Given instruction: Extract every record, keeping each one exactly as it is.

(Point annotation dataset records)
----

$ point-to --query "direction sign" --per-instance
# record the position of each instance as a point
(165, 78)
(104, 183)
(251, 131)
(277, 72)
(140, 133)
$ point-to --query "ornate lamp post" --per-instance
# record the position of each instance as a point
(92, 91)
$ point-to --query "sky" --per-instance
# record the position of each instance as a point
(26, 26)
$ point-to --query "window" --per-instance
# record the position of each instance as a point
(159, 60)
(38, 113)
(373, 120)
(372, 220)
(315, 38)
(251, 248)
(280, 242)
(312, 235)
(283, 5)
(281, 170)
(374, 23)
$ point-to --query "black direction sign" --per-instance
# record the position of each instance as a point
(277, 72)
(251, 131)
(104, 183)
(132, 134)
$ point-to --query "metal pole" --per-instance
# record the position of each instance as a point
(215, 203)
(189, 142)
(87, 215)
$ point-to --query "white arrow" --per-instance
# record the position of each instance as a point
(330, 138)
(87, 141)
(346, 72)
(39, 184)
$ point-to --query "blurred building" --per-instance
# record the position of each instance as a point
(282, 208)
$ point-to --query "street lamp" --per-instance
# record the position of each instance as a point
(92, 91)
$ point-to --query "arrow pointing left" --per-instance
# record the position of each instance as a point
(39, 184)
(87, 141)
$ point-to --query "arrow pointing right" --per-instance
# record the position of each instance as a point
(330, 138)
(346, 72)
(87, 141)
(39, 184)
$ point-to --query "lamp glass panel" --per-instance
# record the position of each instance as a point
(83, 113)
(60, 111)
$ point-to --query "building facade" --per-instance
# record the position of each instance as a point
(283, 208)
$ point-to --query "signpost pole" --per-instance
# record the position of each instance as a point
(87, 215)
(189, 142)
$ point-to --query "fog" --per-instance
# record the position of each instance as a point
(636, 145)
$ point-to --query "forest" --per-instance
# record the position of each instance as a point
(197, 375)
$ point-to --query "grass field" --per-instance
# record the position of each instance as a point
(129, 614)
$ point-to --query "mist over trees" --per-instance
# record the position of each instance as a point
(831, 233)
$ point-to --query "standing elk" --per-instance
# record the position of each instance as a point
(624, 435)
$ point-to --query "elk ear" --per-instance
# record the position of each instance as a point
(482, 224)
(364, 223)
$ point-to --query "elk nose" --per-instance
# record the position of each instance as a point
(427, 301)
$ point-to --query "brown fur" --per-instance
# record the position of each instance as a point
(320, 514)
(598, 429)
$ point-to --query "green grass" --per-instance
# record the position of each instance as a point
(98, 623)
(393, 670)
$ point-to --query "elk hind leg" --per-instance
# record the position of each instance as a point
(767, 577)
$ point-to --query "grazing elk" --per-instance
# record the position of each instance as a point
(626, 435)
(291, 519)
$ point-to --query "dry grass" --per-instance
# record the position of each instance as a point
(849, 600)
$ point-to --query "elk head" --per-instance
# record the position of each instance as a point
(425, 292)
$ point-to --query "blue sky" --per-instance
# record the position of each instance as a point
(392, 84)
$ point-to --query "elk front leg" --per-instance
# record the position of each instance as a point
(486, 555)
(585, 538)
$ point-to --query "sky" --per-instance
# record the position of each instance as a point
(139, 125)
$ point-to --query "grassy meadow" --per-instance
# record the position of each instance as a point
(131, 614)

----

Reply to the task:
$ point-to --query "direction sign" --per-instance
# record the position of each instance as a point
(165, 78)
(104, 183)
(251, 131)
(277, 72)
(140, 133)
$ point-to --query "ornate lamp post" --per-instance
# record the position of each instance as a point
(92, 91)
$ point-to --query "sky" --per-instance
# record the position of each instance as a point
(26, 26)
$ point-to --query "window" --per-instance
# record the position of each instance as a point
(159, 60)
(38, 113)
(373, 120)
(372, 220)
(315, 38)
(251, 248)
(280, 242)
(312, 235)
(283, 5)
(281, 170)
(374, 23)
$ point-to --query "black direction sign" --per-instance
# record the position of each instance as a point
(277, 72)
(251, 131)
(104, 183)
(132, 134)
$ point-to --query "metal pole" --per-instance
# record the position of each instance as a point
(215, 203)
(189, 142)
(87, 215)
$ point-to --query "white arrow" --per-instance
# record the position of each instance as a point
(330, 138)
(87, 141)
(346, 72)
(39, 184)
$ point-to --query "blurred building" --per-instance
# record the position of each instance as a point
(282, 208)
$ point-to --query "street lamp" --per-instance
# record the position of each instance as a point
(92, 91)
$ point-to --query "arrow pointing left" --per-instance
# record the position of each instance as a point
(39, 184)
(87, 141)
$ point-to --query "arrow pointing right" --per-instance
# record the position of each instance as a point
(330, 138)
(346, 72)
(87, 141)
(39, 184)
$ point-to --query "lamp glass panel" --per-instance
# record the position of each instance as a point
(83, 113)
(60, 111)
$ point-to --query "building facade" --per-instance
# record the position of each instance as a point
(283, 208)
$ point-to --query "signpost pole" --per-instance
# record the position of each instance as a point
(87, 215)
(189, 142)
$ point-to --query "fog" --per-instance
# record the position of each instance as a point
(636, 145)
$ point-to --query "forest" --per-instance
# record the position of each instance as a point
(197, 375)
$ point-to --query "grass field" --per-instance
# record the position of each instance as a point
(129, 614)
$ point-to --query "mist over trees" --per-instance
# record the position of each instance as a point
(831, 233)
$ point-to --query "standing elk" --per-instance
# record the position of each instance as a point
(624, 435)
$ point-to --query "elk ear" --per-instance
# record the position of each instance as a point
(482, 224)
(364, 223)
$ point-to --query "elk nose" --per-instance
# record the position of each instance as a point
(427, 301)
$ point-to --query "brown fur" --per-instance
# record the position of each instance as a point
(320, 514)
(598, 429)
$ point-to --query "green grass" --per-instance
# record the position of each instance as a point
(98, 623)
(393, 670)
$ point-to --query "elk hind leg" --per-instance
# record the position of each instance as a point
(767, 577)
$ point-to --query "grazing elk" --per-instance
# record the position of each instance as a point
(626, 435)
(291, 519)
$ point-to --query "dry grass" --per-instance
# record the position of each instance as a point
(849, 600)
$ point-to --query "elk head" --per-instance
# record the position of each instance as a point
(425, 292)
$ point-to --query "blue sky" --per-instance
# record the position of each instance as a point
(392, 84)
$ point-to --query "elk front leg" --per-instance
# record the position of each instance as a point
(486, 555)
(585, 538)
$ point-to --query "sky" --per-instance
# record the position of each instance as a point
(139, 125)
$ point-to --query "grassy meadow" --per-instance
# record the position of each instance as a point
(131, 614)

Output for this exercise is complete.